▼▼▼

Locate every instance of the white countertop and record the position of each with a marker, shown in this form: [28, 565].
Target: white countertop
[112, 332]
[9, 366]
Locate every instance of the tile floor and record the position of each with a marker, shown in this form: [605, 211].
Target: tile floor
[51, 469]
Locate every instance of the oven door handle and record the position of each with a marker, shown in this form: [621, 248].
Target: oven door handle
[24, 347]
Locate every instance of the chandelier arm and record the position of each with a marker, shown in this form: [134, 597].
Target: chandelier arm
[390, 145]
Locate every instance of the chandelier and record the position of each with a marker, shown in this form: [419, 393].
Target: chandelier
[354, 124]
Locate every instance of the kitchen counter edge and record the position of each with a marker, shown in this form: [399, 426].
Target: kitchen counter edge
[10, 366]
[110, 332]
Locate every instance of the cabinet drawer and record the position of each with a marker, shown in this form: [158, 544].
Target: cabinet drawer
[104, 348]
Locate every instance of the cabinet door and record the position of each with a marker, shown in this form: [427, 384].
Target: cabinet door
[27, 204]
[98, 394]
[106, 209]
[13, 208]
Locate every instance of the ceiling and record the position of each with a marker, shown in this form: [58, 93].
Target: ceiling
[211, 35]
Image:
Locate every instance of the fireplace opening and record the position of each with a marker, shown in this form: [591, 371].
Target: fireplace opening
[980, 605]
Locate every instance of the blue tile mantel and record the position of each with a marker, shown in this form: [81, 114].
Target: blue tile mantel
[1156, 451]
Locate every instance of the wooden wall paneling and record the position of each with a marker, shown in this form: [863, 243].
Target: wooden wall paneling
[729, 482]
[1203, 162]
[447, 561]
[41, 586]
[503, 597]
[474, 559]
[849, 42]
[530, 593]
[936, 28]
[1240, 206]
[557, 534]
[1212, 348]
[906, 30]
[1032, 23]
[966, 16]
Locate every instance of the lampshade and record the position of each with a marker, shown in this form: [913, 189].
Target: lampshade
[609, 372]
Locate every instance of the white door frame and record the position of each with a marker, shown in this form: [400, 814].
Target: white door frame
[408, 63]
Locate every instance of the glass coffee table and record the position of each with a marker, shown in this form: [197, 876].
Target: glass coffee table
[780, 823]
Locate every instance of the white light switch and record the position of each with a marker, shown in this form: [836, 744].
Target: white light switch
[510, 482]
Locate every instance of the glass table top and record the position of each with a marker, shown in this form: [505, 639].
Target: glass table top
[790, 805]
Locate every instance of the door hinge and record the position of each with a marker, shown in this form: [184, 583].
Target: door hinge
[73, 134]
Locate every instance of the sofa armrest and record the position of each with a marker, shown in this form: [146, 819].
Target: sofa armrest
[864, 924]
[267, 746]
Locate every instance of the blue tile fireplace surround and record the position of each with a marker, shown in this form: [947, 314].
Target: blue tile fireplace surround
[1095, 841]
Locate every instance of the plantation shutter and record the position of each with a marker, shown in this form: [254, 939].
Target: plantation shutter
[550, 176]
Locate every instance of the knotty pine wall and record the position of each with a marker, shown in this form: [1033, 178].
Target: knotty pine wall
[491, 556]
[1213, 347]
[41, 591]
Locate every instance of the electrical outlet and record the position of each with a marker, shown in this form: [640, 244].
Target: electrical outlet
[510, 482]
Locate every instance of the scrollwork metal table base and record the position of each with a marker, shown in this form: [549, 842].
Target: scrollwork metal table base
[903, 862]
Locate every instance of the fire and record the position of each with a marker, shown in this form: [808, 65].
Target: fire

▲▲▲

## REQUIREMENT
All of the material is to be retyped verbatim.

## ANSWER TO THIS EXERCISE
Locate every instance of the white countertop and record the position of each with a marker, shown in this form: [28, 565].
Target: white countertop
[112, 332]
[9, 366]
Locate every instance of the tile floor and record the position of each with a marker, shown in this form: [605, 211].
Target: tile floor
[51, 469]
Locate every instance of the oven door handle and record the position of each with a marker, shown in this form: [621, 248].
Target: oven door handle
[24, 347]
Locate every instance of the chandelier arm and record the position of each with a marker, shown in this form: [134, 597].
Target: chandelier arm
[390, 145]
Locate every instance of the chandelier and record the position of each with a marker, shown in this form: [419, 393].
Target: chandelier
[354, 124]
Locate every instance of the kitchen counter edge and record the position of each with a marker, shown in this form: [399, 426].
Target: kitchen counter edge
[10, 366]
[110, 332]
Locate every instance of the cabinet drawer and record the position of each with a marker, shown in this form: [158, 544].
Target: cabinet drawer
[104, 348]
Locate every instance of the cabinet door and record the position of each with a marker, shown in this form: [427, 384].
Target: cabinet door
[27, 204]
[98, 394]
[106, 209]
[13, 208]
Locate every instance of the ceiling and record the position of each with a marker, shown in this form: [58, 93].
Target: ceiling
[211, 35]
Image:
Locate every instance of the fireplace opening and record the position of each with a marker, shown in this form: [591, 371].
Target: fireplace opening
[980, 605]
Locate every instance of the blue tile mantel and record the position of each with a marker, shown in this form: [81, 114].
Target: blue tile mantel
[1156, 451]
Locate every instance of the wooden wall paneling and record the position of each with a marker, shown in this form: [863, 243].
Target: wooden wall paneling
[729, 482]
[1203, 162]
[447, 561]
[41, 586]
[503, 597]
[474, 559]
[849, 42]
[530, 593]
[936, 28]
[1240, 206]
[557, 534]
[1212, 348]
[906, 30]
[1032, 23]
[966, 16]
Locate every instance of the lampshade and record the position of each with a marker, shown in this form: [913, 189].
Target: lampshade
[609, 372]
Locate every instance of the white door frame and record the position of each with a marker, shown in this form: [400, 814].
Target: white door frame
[408, 63]
Locate every instance of the glass coffee table and record the position of each with a marker, shown in this form: [197, 876].
Target: glass coffee table
[780, 823]
Locate every instance of the white light switch and record the position of each with a marker, shown in this form: [836, 744].
Target: white light switch
[510, 482]
Locate every instance of the glass table top and record the position of each with a marker, shown in this form: [505, 639].
Target: glass table top
[790, 805]
Locate every instance of the door hinge and record the position of each with a marker, shown in this form: [184, 583].
Target: door hinge
[73, 134]
Locate every instance of the sofa armrest and record the position of each with a marker, shown in this form: [146, 819].
Target: sofa armrest
[864, 924]
[267, 746]
Locate every instance of the blue tile fireplace surround and record the position of each with a marker, shown in this form: [947, 314].
Target: blue tile fireplace surround
[1095, 841]
Locate every instance of the plantation shutter and record the position of each with a marker, shown in this form: [254, 939].
Target: plantation shutter
[550, 176]
Locate every instance of the knotty pine wall and record the position of each with a marker, shown in this form: [1033, 178].
Target: knotty pine wall
[491, 556]
[1213, 347]
[41, 591]
Locate every instance of the electrical outlet and record the position of each with a marker, shown in this form: [640, 244].
Target: electrical outlet
[510, 482]
Locate every instance of the scrollwork metal table base and record the position of each with a marker, shown in this form: [549, 842].
Target: scrollwork metal table base
[903, 862]
Locate every instance of the fire and record the position of each with a marker, shown in this form: [808, 65].
Target: fire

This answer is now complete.